Extract provided:
——————

The other thing, I think you are alluding on the biotech mix, that’s one quarter is just timing; that’s revenue by the way. So, part of it is just timing. We don’t expect to see a significant change in that. And the way we define our large pharma versus small pharma/biotech is that the large pharma is top 50, so that slide, I think you’re referencing is slide five. We see that this is timing.
Over the long term, there’s not going to be a lot of variation there. We see sort of the same mix. All right, any other questions?
Operator: Our next question comes from line of Donald Hooker from KeyBanc. Your line is now open.
Donald Hooker: One of the things that I was impressed with was the ramp in new clients that you’ve had in the recent quarter and the quarter before I guess as well.
So, when you think going forward, I think in the past you’ve commented these new clients tend to come in small and take little bite sizes of your services and ramp over time. So, I’m wondering how much of a positive read through to the future these accelerated ramps of new clients has; maybe if you can discuss who these clients are a little bit in sort of a qualitative manner would be helpful for our forward expectations?
Jamie Macdonald: I think we’ve done a good job as identifying clients that we’re not currently working with and what their potential needs are. And it does vary. Some of the new clients are larger, more established customers as well that traditionally have not been sort of part of INC’s customer set. So, I give credit to the sales team.
They have done a good job working on understanding the upcoming pipeline or portfolio for those customers, looking at existing studies and maybe either molecules coming out of pre-clinical INDs that have been filed, even some lifecycle extensions for large pharmas. So, it’s about getting in front of those customers. I think we’ve said this all along, well in advance of the RFP process. The more time we can spend with those customers, socializing IND capabilities, the more likely it is we’ll obviously receive an RFP, but if there’s an established relationship there, then that then helps obviously in proposal, bid defense and award process. I think if all we do is wait to see a request for a proposal land on our desk, the likelihood of winning that is pretty low.

——————

Task brief:
Reproduce the transcript starting at "Donald Hooker: One" and ending at "guess as well.", substituting "struck" for "impressed". The listing after the transcript is not needed.

Dataset excerpt:
——————

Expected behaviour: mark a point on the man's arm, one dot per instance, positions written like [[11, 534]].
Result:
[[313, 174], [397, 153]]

——————

Response box:
Donald Hooker: One of the things that I was struck with was the ramp in new clients that you’ve had in the recent quarter and the quarter before I guess as well.